### TASK
Reproduce everything from the first line below down to the line containing "top-left (231, 85), bottom-right (261, 113)", both included and requests kept. Offset every coordinate in the answers by adding 118 to it.

:: RECORDS SHOWN

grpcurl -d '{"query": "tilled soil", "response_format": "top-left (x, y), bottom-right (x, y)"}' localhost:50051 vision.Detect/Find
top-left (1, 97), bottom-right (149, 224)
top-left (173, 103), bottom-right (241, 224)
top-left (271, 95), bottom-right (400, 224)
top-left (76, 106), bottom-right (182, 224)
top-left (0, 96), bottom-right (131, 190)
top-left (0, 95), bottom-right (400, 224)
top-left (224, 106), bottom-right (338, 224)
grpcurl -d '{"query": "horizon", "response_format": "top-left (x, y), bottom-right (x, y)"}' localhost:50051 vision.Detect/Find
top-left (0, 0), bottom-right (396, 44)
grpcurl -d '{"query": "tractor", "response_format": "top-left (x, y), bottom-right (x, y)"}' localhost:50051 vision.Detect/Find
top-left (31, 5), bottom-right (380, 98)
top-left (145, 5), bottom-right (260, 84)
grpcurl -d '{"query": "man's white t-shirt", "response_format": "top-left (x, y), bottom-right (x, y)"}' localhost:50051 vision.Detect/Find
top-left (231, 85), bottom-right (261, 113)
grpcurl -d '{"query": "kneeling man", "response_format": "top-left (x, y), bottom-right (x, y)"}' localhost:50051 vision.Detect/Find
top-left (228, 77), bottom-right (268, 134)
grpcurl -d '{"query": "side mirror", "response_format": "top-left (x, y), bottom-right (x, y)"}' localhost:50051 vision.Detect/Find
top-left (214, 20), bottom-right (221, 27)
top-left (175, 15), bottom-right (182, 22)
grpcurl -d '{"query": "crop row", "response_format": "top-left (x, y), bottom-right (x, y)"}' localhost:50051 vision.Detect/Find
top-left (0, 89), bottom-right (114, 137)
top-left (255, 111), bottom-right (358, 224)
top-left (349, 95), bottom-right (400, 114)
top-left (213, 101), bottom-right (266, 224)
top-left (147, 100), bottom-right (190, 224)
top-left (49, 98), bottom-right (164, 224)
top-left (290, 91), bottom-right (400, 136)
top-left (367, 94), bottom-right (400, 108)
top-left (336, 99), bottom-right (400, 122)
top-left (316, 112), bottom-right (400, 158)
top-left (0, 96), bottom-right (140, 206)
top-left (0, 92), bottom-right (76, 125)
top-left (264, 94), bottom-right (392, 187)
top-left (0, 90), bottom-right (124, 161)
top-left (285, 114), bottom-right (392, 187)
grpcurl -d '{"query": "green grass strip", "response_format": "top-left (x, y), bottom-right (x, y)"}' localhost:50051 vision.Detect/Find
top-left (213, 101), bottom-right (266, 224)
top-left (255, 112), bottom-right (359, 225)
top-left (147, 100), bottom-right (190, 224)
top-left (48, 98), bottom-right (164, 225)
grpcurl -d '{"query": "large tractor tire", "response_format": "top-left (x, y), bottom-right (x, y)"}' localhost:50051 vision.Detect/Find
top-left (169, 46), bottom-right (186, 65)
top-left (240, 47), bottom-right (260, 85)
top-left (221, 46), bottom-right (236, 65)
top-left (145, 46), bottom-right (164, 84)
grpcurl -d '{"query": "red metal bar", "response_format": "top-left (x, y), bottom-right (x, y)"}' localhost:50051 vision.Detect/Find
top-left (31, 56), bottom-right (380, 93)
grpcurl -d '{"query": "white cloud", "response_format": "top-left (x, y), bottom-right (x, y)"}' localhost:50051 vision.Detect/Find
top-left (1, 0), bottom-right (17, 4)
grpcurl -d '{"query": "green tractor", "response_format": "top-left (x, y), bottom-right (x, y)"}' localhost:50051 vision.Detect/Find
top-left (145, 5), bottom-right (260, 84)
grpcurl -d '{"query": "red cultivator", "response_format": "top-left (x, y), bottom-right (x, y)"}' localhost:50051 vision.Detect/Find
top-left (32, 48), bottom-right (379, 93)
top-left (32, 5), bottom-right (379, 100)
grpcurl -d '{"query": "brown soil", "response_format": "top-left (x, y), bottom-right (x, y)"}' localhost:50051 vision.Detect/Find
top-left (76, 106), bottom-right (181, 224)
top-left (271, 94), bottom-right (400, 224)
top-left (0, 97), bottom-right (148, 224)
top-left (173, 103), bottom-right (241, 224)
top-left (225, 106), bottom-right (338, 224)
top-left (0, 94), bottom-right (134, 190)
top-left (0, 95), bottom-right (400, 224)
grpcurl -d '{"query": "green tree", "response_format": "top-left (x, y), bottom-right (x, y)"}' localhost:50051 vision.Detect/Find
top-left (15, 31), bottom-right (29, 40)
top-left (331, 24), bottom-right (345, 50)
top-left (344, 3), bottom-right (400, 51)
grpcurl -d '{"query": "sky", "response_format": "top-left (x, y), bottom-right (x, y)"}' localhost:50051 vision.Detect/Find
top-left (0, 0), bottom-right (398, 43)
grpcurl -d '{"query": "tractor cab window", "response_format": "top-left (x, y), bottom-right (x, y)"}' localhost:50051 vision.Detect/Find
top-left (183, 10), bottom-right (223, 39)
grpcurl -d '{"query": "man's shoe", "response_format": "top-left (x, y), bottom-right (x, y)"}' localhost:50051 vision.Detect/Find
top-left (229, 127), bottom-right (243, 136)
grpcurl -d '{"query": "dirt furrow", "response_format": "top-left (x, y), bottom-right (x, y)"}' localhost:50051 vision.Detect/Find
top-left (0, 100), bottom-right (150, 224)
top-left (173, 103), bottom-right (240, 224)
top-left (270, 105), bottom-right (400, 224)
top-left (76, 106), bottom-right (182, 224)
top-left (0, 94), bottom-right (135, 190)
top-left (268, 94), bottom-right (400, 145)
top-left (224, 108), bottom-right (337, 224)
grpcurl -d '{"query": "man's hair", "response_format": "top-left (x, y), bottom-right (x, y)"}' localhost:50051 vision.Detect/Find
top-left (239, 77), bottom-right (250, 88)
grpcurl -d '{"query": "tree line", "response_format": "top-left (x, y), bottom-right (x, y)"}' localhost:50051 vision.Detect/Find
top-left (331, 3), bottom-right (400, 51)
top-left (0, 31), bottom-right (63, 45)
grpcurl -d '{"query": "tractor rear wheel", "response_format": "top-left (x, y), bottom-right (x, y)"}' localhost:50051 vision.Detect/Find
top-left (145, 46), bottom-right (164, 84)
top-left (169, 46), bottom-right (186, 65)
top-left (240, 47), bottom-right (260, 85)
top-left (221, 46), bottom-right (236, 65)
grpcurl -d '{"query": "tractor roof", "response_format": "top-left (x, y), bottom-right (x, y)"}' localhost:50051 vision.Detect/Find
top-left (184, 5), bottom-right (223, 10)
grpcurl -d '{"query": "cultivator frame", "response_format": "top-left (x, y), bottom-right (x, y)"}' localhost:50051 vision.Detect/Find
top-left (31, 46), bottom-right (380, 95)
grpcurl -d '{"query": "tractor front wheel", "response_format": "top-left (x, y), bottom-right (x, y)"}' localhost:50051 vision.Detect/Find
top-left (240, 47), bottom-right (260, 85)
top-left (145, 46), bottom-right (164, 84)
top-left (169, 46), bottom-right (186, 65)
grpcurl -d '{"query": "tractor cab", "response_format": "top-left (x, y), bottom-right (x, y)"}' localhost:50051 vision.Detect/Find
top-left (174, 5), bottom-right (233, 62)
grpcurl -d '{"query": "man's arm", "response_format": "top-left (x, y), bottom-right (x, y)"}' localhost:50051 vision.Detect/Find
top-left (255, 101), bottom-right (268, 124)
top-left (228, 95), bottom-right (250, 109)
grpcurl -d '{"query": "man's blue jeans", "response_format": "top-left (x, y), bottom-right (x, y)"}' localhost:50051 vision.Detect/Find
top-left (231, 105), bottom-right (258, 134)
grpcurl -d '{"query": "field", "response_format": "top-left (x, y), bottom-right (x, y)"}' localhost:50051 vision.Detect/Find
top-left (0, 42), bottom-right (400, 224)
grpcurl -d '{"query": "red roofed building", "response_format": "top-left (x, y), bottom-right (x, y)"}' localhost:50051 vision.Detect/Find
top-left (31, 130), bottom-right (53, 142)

::::

### SOLUTION TO THIS EXERCISE
grpcurl -d '{"query": "tilled soil", "response_format": "top-left (x, y), bottom-right (x, y)"}' localhost:50051 vision.Detect/Find
top-left (119, 215), bottom-right (267, 342)
top-left (291, 221), bottom-right (359, 342)
top-left (389, 213), bottom-right (518, 342)
top-left (194, 224), bottom-right (300, 342)
top-left (118, 214), bottom-right (249, 308)
top-left (118, 213), bottom-right (518, 342)
top-left (342, 224), bottom-right (456, 342)
grpcurl -d '{"query": "horizon", "response_format": "top-left (x, y), bottom-right (x, y)"}' localhost:50051 vision.Detect/Find
top-left (118, 118), bottom-right (514, 162)
grpcurl -d '{"query": "tractor", "response_format": "top-left (x, y), bottom-right (x, y)"}' localhost:50051 vision.Detect/Find
top-left (149, 123), bottom-right (498, 216)
top-left (263, 123), bottom-right (378, 202)
grpcurl -d '{"query": "man's white t-shirt", "response_format": "top-left (x, y), bottom-right (x, y)"}' localhost:50051 vision.Detect/Find
top-left (349, 203), bottom-right (379, 231)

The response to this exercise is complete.